TASK TO CARRY OUT >>
Answer these questions from the passage below about TIFF programmer Magali Simard.
(a) Since what year has Simard been a programmer for TIFF?
(b) How many days does the festival last according to the passage?
(c) About how many Canadian features does Simard narrow the submissions down to?

EXERCISE PASSAGE >>

A big, beautiful madhouse of film celebration” is how Magali Simard, TIFF’s manager of film programs, likes to pitch her festival to neophytes. “A very organized madhouse,” she adds, quashing the nascent speculation that TIFF could be anything other than a remarkably-well-oiled machine.
As Simard, a programmer for TIFF since 2010, gears up for 11 energy-drink-fuelled days of introducing filmmakers onstage, greeting industry delegates and attending A-list receptions, you might be taken aback by this dyed-in-the-wool cinephile’s chief concern: nailing the right outfits, day in, day out.
“I’m extremely prepared for the films I’m presenting and the meetings on my agenda, but I have to be savvy about how I dress,” she explains over the phone with a kind of infectious enthusiasm. “For me, it’s about respecting the amazing films that we get to premiere here. I want to make sure I look the part.”
Simard is quick to point out that TIFF is, above all, an arts festival, so having fun with fashion is a must. “I’ll go full-on black dress and heels one day and then do floral patterns, fluorescent colours or leopard prints the next.”
And don’t forget about the parties (Simard doesn’t), because with great responsibility (i.e., whittling hundreds of TIFF submissions down to 20-odd Canadian features) comes even greater party potential.
“Some are extremely glamorous and red-carpet-driven, while others are more artsy, held in grungy places,” she notes. “We go from star-studded galas to tiny Hungarian films no one’s ever heard of. You want to represent that in all facets of the festival—parties included!”

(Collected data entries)

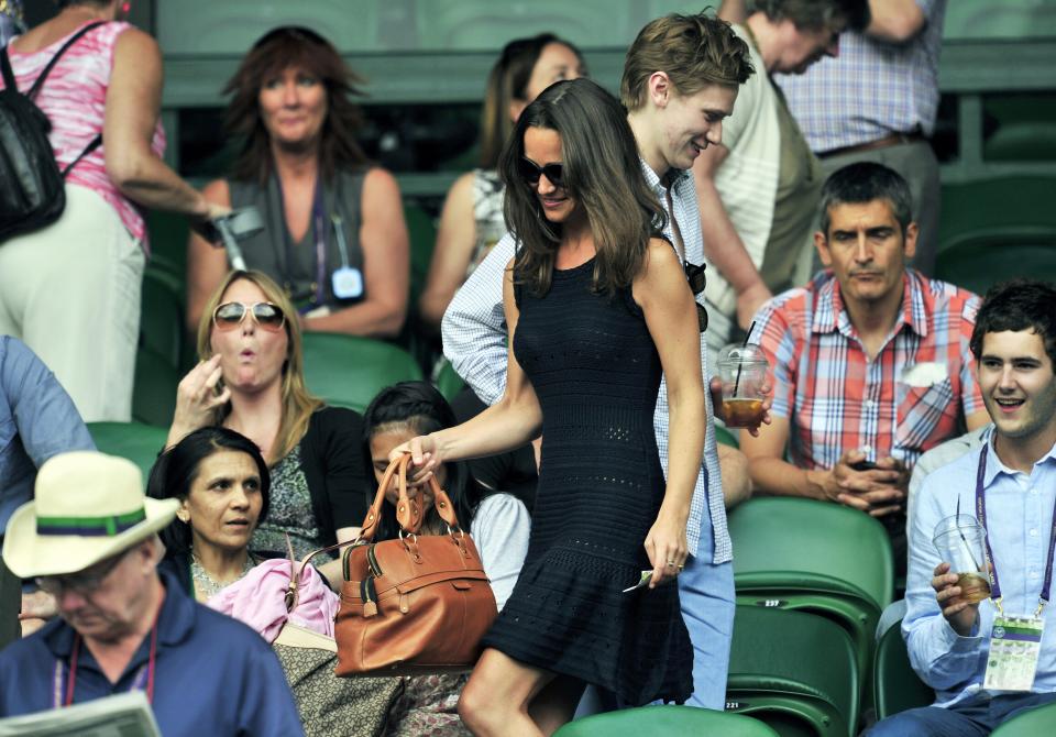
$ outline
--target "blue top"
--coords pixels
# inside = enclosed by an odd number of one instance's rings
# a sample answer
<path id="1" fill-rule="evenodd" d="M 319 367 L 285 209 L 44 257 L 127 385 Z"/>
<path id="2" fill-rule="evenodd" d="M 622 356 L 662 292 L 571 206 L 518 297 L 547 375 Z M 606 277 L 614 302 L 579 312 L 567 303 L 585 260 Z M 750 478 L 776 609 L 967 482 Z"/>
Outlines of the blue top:
<path id="1" fill-rule="evenodd" d="M 170 573 L 160 575 L 166 594 L 157 625 L 152 707 L 162 734 L 302 735 L 286 676 L 267 642 L 241 622 L 196 603 Z M 74 703 L 129 691 L 147 662 L 150 639 L 144 636 L 116 684 L 81 647 Z M 52 708 L 56 660 L 68 667 L 73 645 L 73 627 L 56 619 L 0 652 L 0 716 Z"/>
<path id="2" fill-rule="evenodd" d="M 55 375 L 25 343 L 0 336 L 0 538 L 12 513 L 33 498 L 44 461 L 95 449 Z"/>
<path id="3" fill-rule="evenodd" d="M 908 610 L 902 635 L 910 661 L 936 691 L 936 705 L 949 706 L 982 690 L 987 672 L 990 629 L 997 609 L 990 600 L 979 604 L 979 623 L 970 637 L 960 637 L 943 617 L 932 588 L 938 551 L 932 543 L 935 526 L 956 514 L 975 510 L 979 453 L 987 453 L 983 488 L 987 496 L 987 537 L 1001 578 L 1005 615 L 1032 615 L 1037 608 L 1048 554 L 1049 526 L 1056 504 L 1056 447 L 1042 457 L 1030 474 L 1004 465 L 993 451 L 993 432 L 986 444 L 961 455 L 924 479 L 911 520 Z M 1034 678 L 1035 692 L 1056 691 L 1056 603 L 1042 612 L 1045 632 Z"/>

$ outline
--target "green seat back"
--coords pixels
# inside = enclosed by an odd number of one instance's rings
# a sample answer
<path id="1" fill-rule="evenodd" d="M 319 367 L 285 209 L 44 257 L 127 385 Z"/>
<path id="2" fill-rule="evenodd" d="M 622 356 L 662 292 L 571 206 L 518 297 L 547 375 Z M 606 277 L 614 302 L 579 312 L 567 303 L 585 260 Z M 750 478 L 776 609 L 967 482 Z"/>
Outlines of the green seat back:
<path id="1" fill-rule="evenodd" d="M 902 639 L 901 619 L 880 636 L 872 664 L 872 694 L 877 718 L 935 701 L 935 692 L 917 676 L 910 666 L 910 656 Z"/>
<path id="2" fill-rule="evenodd" d="M 304 356 L 308 391 L 328 405 L 356 411 L 386 386 L 421 380 L 421 369 L 407 351 L 370 338 L 308 332 Z"/>
<path id="3" fill-rule="evenodd" d="M 1032 708 L 990 733 L 990 737 L 1052 737 L 1056 733 L 1056 703 Z"/>
<path id="4" fill-rule="evenodd" d="M 1056 280 L 1056 227 L 1047 232 L 1015 227 L 959 237 L 939 251 L 935 276 L 980 296 L 1015 277 Z"/>
<path id="5" fill-rule="evenodd" d="M 437 241 L 437 226 L 428 212 L 418 205 L 404 204 L 404 220 L 410 237 L 410 310 L 418 311 L 418 298 L 426 288 L 432 248 Z"/>
<path id="6" fill-rule="evenodd" d="M 883 526 L 838 504 L 758 497 L 730 513 L 729 534 L 737 603 L 837 623 L 851 638 L 858 671 L 868 681 L 873 632 L 894 591 L 893 553 Z"/>
<path id="7" fill-rule="evenodd" d="M 132 419 L 162 428 L 172 425 L 179 378 L 168 358 L 141 345 L 135 352 Z"/>
<path id="8" fill-rule="evenodd" d="M 127 458 L 140 466 L 146 488 L 151 468 L 165 447 L 166 428 L 142 422 L 88 422 L 88 432 L 100 452 Z"/>
<path id="9" fill-rule="evenodd" d="M 849 737 L 858 722 L 858 664 L 837 624 L 810 614 L 737 606 L 726 710 L 784 737 Z"/>
<path id="10" fill-rule="evenodd" d="M 463 382 L 462 377 L 455 372 L 451 362 L 444 359 L 440 363 L 440 371 L 437 372 L 436 385 L 440 394 L 443 395 L 443 398 L 451 402 L 458 396 L 459 392 L 462 391 L 462 387 L 465 386 L 465 382 Z"/>
<path id="11" fill-rule="evenodd" d="M 170 275 L 147 267 L 140 306 L 140 344 L 179 369 L 184 345 L 183 298 Z"/>
<path id="12" fill-rule="evenodd" d="M 554 737 L 778 737 L 762 722 L 693 706 L 642 706 L 595 714 L 570 722 Z"/>

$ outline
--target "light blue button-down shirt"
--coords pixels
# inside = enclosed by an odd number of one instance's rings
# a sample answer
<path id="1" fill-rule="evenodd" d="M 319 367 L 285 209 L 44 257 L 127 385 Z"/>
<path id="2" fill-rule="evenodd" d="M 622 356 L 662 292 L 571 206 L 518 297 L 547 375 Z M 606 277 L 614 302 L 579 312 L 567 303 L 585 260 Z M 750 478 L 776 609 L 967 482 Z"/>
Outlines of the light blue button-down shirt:
<path id="1" fill-rule="evenodd" d="M 660 177 L 641 160 L 646 183 L 652 188 L 666 210 L 667 194 Z M 679 223 L 685 242 L 685 258 L 694 264 L 704 263 L 704 237 L 701 234 L 701 211 L 696 202 L 693 176 L 680 173 L 671 185 L 671 205 L 668 211 Z M 672 243 L 678 240 L 670 217 L 664 235 Z M 443 315 L 443 353 L 458 374 L 473 387 L 476 395 L 487 404 L 495 404 L 506 388 L 506 317 L 503 312 L 503 271 L 514 257 L 516 239 L 509 233 L 492 249 L 487 257 L 466 279 L 455 294 Z M 697 295 L 703 304 L 704 295 Z M 723 498 L 723 482 L 719 477 L 718 453 L 715 447 L 715 428 L 712 422 L 712 398 L 707 392 L 707 345 L 701 338 L 701 366 L 704 372 L 704 396 L 707 402 L 707 422 L 704 437 L 704 458 L 696 476 L 685 537 L 690 553 L 725 563 L 733 558 L 729 534 L 726 529 L 726 506 Z M 657 448 L 664 473 L 668 470 L 668 383 L 660 384 L 657 410 L 653 415 Z M 707 517 L 705 517 L 707 515 Z M 711 521 L 711 525 L 703 522 Z M 707 532 L 711 531 L 711 535 Z"/>
<path id="2" fill-rule="evenodd" d="M 1056 446 L 1026 474 L 1001 463 L 991 439 L 992 432 L 985 446 L 925 477 L 912 520 L 902 635 L 913 669 L 935 689 L 938 706 L 949 706 L 982 690 L 990 629 L 997 614 L 990 600 L 980 603 L 976 630 L 970 637 L 960 637 L 943 617 L 931 584 L 935 566 L 942 562 L 932 543 L 935 526 L 956 514 L 958 497 L 961 514 L 974 514 L 980 452 L 987 453 L 987 536 L 1005 615 L 1033 614 L 1045 578 L 1056 504 Z M 1052 692 L 1056 691 L 1056 602 L 1046 606 L 1042 616 L 1045 632 L 1033 690 Z"/>
<path id="3" fill-rule="evenodd" d="M 95 450 L 66 391 L 25 343 L 0 336 L 0 539 L 52 455 Z M 76 490 L 70 490 L 76 493 Z"/>

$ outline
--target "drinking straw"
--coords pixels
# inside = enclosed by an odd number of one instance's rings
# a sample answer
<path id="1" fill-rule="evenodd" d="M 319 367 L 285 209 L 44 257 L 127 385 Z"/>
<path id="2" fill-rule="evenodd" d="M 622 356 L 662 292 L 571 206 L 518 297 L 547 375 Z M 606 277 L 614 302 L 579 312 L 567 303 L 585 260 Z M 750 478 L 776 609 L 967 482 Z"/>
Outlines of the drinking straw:
<path id="1" fill-rule="evenodd" d="M 957 528 L 957 535 L 960 536 L 960 541 L 965 543 L 965 552 L 967 552 L 968 558 L 971 559 L 971 564 L 976 566 L 977 571 L 982 570 L 976 561 L 976 557 L 971 553 L 971 546 L 968 544 L 968 538 L 965 537 L 965 534 L 960 529 L 960 494 L 957 495 L 957 513 L 954 517 L 954 527 Z"/>
<path id="2" fill-rule="evenodd" d="M 748 348 L 748 339 L 751 338 L 751 331 L 756 327 L 756 321 L 752 320 L 751 324 L 748 326 L 748 332 L 745 333 L 745 344 L 744 348 Z M 734 396 L 737 396 L 737 387 L 740 386 L 740 367 L 744 365 L 744 362 L 737 364 L 737 377 L 734 380 Z"/>

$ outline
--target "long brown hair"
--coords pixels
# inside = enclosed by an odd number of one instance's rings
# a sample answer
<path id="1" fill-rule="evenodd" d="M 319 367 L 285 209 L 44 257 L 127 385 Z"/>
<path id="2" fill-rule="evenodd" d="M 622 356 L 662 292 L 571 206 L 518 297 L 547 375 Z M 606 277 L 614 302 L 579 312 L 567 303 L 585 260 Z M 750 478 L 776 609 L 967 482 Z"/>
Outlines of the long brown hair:
<path id="1" fill-rule="evenodd" d="M 257 271 L 231 272 L 209 297 L 206 309 L 198 323 L 198 358 L 202 361 L 212 356 L 212 314 L 223 299 L 224 293 L 235 282 L 245 279 L 252 282 L 264 293 L 265 299 L 277 305 L 286 316 L 286 363 L 283 364 L 283 417 L 278 425 L 275 442 L 267 459 L 276 463 L 300 442 L 308 431 L 308 421 L 311 414 L 322 406 L 322 400 L 314 397 L 305 384 L 305 358 L 301 352 L 300 323 L 297 320 L 297 310 L 289 301 L 289 297 L 267 274 Z M 213 425 L 223 425 L 223 420 L 231 414 L 231 403 L 218 407 L 213 415 Z"/>
<path id="2" fill-rule="evenodd" d="M 564 191 L 586 211 L 597 251 L 594 290 L 612 295 L 629 287 L 641 271 L 649 239 L 660 234 L 667 215 L 641 173 L 626 112 L 590 79 L 548 87 L 521 113 L 499 158 L 506 227 L 519 241 L 515 279 L 536 295 L 549 292 L 561 242 L 561 226 L 546 219 L 535 188 L 518 173 L 530 127 L 561 136 Z"/>
<path id="3" fill-rule="evenodd" d="M 498 164 L 503 146 L 509 140 L 514 122 L 509 119 L 509 106 L 514 100 L 528 97 L 528 82 L 542 50 L 550 44 L 561 44 L 572 50 L 586 70 L 583 54 L 573 44 L 552 33 L 540 33 L 529 38 L 514 38 L 503 47 L 492 73 L 487 77 L 484 106 L 481 108 L 481 167 L 493 169 Z"/>
<path id="4" fill-rule="evenodd" d="M 338 169 L 359 168 L 367 163 L 355 140 L 363 114 L 350 96 L 362 97 L 365 82 L 341 58 L 329 41 L 309 29 L 286 25 L 268 31 L 253 44 L 238 72 L 223 88 L 231 95 L 224 127 L 244 140 L 234 164 L 234 177 L 263 184 L 272 172 L 271 135 L 261 117 L 260 92 L 272 76 L 301 67 L 318 77 L 327 89 L 327 117 L 319 141 L 320 170 L 332 180 Z"/>

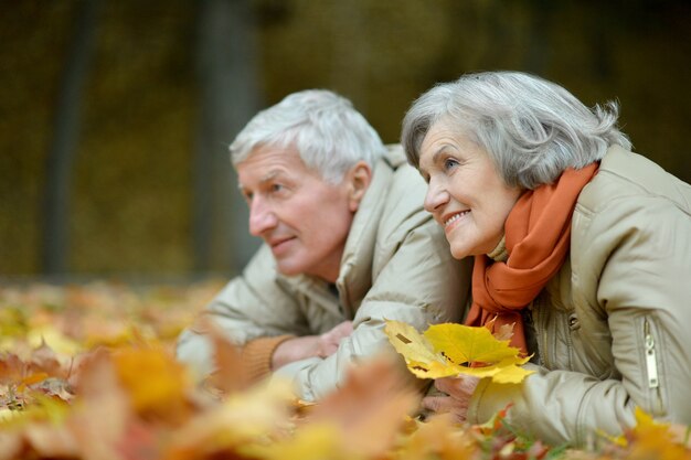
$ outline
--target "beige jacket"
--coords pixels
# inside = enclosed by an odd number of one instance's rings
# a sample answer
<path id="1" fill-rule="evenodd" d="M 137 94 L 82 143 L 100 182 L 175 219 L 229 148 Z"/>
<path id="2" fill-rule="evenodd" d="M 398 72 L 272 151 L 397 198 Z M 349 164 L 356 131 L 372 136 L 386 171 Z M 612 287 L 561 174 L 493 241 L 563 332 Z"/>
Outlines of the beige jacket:
<path id="1" fill-rule="evenodd" d="M 443 231 L 423 208 L 425 193 L 425 182 L 405 162 L 402 149 L 392 149 L 375 165 L 353 218 L 338 292 L 316 278 L 277 274 L 264 246 L 206 313 L 241 345 L 263 336 L 319 334 L 352 320 L 352 335 L 333 355 L 298 361 L 278 372 L 295 382 L 301 398 L 322 397 L 337 387 L 351 362 L 389 349 L 385 319 L 423 330 L 460 320 L 471 265 L 451 258 Z M 177 352 L 201 375 L 213 370 L 208 340 L 192 330 L 182 333 Z"/>
<path id="2" fill-rule="evenodd" d="M 538 374 L 481 382 L 469 420 L 587 446 L 639 406 L 691 424 L 691 186 L 613 147 L 578 196 L 571 259 L 531 304 Z"/>

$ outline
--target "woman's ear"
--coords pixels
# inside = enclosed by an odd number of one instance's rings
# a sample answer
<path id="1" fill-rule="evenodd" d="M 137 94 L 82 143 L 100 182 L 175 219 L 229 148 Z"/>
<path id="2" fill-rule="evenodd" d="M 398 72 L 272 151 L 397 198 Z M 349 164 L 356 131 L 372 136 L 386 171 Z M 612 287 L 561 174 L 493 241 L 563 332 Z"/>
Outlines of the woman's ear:
<path id="1" fill-rule="evenodd" d="M 347 174 L 348 207 L 351 212 L 358 211 L 360 202 L 372 182 L 372 169 L 364 161 L 358 161 Z"/>

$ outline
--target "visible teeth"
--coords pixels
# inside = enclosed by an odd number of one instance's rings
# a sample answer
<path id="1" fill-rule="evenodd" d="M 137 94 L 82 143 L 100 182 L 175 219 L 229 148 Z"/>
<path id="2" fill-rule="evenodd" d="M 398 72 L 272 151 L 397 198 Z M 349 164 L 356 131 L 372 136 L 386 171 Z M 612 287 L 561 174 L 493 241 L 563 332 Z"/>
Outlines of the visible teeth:
<path id="1" fill-rule="evenodd" d="M 454 222 L 458 221 L 460 217 L 463 217 L 463 216 L 464 216 L 464 215 L 466 215 L 467 213 L 469 213 L 469 211 L 464 211 L 464 212 L 461 212 L 461 213 L 454 214 L 453 216 L 450 216 L 450 217 L 448 218 L 448 221 L 446 221 L 446 222 L 444 223 L 444 226 L 446 227 L 446 226 L 450 225 L 451 223 L 454 223 Z"/>

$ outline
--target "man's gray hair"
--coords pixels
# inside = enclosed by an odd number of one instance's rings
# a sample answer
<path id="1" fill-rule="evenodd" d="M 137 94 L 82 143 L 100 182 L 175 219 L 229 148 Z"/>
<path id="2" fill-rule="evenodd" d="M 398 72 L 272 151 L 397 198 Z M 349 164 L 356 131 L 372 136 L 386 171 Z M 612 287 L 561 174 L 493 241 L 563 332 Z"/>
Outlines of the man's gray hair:
<path id="1" fill-rule="evenodd" d="M 339 183 L 360 160 L 373 165 L 385 152 L 351 101 L 326 89 L 294 93 L 259 111 L 231 143 L 233 165 L 262 146 L 296 148 L 305 164 L 329 183 Z"/>
<path id="2" fill-rule="evenodd" d="M 600 160 L 612 145 L 630 149 L 617 128 L 618 111 L 615 101 L 589 109 L 562 86 L 530 74 L 467 74 L 413 103 L 401 143 L 418 167 L 427 131 L 443 119 L 489 153 L 507 185 L 532 190 L 570 167 Z"/>

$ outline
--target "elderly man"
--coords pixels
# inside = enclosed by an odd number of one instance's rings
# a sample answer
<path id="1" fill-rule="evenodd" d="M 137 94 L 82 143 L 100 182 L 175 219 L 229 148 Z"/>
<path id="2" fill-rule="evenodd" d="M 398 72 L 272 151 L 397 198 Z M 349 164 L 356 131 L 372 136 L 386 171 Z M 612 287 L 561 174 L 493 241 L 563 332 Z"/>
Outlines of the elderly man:
<path id="1" fill-rule="evenodd" d="M 334 389 L 387 346 L 384 320 L 459 321 L 470 266 L 423 208 L 425 182 L 349 100 L 305 90 L 257 114 L 231 145 L 249 232 L 264 245 L 203 312 L 242 347 L 243 372 L 290 377 L 299 397 Z M 178 357 L 213 372 L 194 328 Z"/>

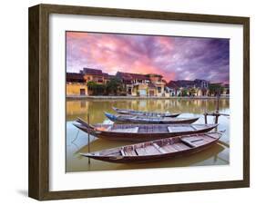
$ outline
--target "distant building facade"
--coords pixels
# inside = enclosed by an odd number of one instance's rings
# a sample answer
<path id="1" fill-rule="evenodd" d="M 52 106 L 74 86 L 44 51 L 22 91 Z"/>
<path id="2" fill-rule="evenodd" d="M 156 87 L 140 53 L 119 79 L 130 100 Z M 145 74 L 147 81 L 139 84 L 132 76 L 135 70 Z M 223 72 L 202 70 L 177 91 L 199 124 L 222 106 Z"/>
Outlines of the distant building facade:
<path id="1" fill-rule="evenodd" d="M 84 75 L 77 73 L 67 73 L 67 95 L 87 95 L 88 90 Z"/>
<path id="2" fill-rule="evenodd" d="M 95 82 L 98 84 L 106 84 L 110 78 L 108 73 L 99 69 L 83 68 L 80 73 L 83 74 L 86 83 Z"/>
<path id="3" fill-rule="evenodd" d="M 127 95 L 164 96 L 165 82 L 159 74 L 140 74 L 118 72 L 116 76 L 124 83 Z"/>
<path id="4" fill-rule="evenodd" d="M 194 81 L 179 80 L 167 83 L 170 96 L 208 96 L 209 83 L 206 80 L 196 79 Z"/>
<path id="5" fill-rule="evenodd" d="M 97 86 L 108 91 L 108 83 L 111 78 L 118 79 L 121 82 L 119 86 L 122 88 L 122 94 L 128 96 L 210 96 L 216 94 L 214 90 L 212 92 L 212 87 L 220 87 L 220 94 L 222 95 L 230 94 L 230 84 L 228 83 L 210 83 L 209 81 L 201 79 L 178 80 L 167 83 L 162 75 L 156 73 L 141 74 L 118 72 L 116 75 L 109 75 L 103 73 L 102 70 L 92 68 L 83 68 L 79 73 L 67 73 L 67 94 L 95 94 L 91 92 L 92 86 L 88 83 L 95 83 Z M 101 93 L 97 93 L 97 94 L 101 94 Z M 107 94 L 109 93 L 107 93 Z"/>

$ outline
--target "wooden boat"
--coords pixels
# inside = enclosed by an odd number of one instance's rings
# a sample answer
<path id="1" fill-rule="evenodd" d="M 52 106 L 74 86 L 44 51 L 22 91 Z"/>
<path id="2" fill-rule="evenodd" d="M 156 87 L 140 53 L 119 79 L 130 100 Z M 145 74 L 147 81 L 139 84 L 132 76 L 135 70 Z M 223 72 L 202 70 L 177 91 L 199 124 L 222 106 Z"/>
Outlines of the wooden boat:
<path id="1" fill-rule="evenodd" d="M 96 124 L 82 119 L 74 123 L 78 129 L 97 138 L 113 141 L 146 142 L 210 132 L 218 124 Z"/>
<path id="2" fill-rule="evenodd" d="M 150 117 L 138 115 L 115 115 L 105 112 L 105 115 L 116 123 L 151 123 L 151 124 L 178 124 L 178 123 L 193 123 L 197 118 L 173 118 L 173 117 Z"/>
<path id="3" fill-rule="evenodd" d="M 220 132 L 183 135 L 80 154 L 116 163 L 148 162 L 201 151 L 220 137 Z"/>
<path id="4" fill-rule="evenodd" d="M 130 115 L 145 115 L 145 116 L 153 116 L 153 117 L 177 117 L 179 115 L 179 113 L 143 112 L 143 111 L 135 111 L 135 110 L 128 110 L 128 109 L 119 109 L 116 107 L 113 107 L 113 110 L 120 114 L 130 114 Z"/>

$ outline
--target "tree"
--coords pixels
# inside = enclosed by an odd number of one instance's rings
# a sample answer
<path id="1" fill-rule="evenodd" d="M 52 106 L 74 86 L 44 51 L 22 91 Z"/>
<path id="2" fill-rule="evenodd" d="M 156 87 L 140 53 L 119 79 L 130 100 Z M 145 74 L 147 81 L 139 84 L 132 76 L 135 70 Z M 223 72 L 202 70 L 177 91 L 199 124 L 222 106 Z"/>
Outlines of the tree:
<path id="1" fill-rule="evenodd" d="M 93 95 L 102 95 L 106 93 L 106 86 L 104 84 L 97 84 L 93 81 L 87 83 L 87 87 Z"/>
<path id="2" fill-rule="evenodd" d="M 221 94 L 223 93 L 223 86 L 220 83 L 211 83 L 209 85 L 209 91 L 210 95 L 216 96 L 217 94 Z"/>
<path id="3" fill-rule="evenodd" d="M 189 89 L 189 95 L 191 95 L 191 96 L 195 96 L 195 94 L 196 94 L 196 89 L 195 88 L 190 88 Z"/>
<path id="4" fill-rule="evenodd" d="M 181 90 L 181 96 L 188 96 L 188 89 L 184 88 Z"/>

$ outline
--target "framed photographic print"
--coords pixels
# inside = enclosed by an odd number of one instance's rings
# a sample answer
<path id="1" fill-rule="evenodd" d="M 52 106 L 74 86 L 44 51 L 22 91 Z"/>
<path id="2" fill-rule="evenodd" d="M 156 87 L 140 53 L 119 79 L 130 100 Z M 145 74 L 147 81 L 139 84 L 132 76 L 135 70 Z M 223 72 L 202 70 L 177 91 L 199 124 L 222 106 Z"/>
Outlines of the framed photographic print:
<path id="1" fill-rule="evenodd" d="M 29 196 L 250 185 L 248 17 L 29 8 Z"/>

ANSWER SPACE >>
(a) 2010
(b) 11 days
(c) 20-odd Canadian features